# [EXERCISE REQUIREMENTS]
Filter the data for "building" and copy matching lines.
== SUPPLIED RECORDS
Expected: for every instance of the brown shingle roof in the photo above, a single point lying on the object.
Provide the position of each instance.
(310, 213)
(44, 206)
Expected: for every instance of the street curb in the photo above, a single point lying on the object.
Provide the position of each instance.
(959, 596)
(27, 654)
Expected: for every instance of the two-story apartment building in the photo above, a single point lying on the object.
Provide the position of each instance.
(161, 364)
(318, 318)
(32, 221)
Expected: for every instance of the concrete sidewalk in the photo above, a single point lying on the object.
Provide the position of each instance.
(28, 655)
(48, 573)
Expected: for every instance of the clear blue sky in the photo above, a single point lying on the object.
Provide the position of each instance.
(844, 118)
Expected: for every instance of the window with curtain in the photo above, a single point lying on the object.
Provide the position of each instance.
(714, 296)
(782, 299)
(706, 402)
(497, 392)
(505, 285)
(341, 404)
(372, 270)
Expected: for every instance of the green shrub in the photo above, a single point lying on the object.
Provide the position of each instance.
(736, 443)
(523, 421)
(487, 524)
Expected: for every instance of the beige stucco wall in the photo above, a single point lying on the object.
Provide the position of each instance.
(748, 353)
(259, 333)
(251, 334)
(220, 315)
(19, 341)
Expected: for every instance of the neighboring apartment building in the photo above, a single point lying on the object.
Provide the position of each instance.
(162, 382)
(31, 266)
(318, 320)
====
# [ANSWER AREA]
Expected: for every instance of the two-story apartment building in the photo above, a single point lying on the object.
Expected: for every instance of the neighboring apartment building in the photo above, a single point lying on the object.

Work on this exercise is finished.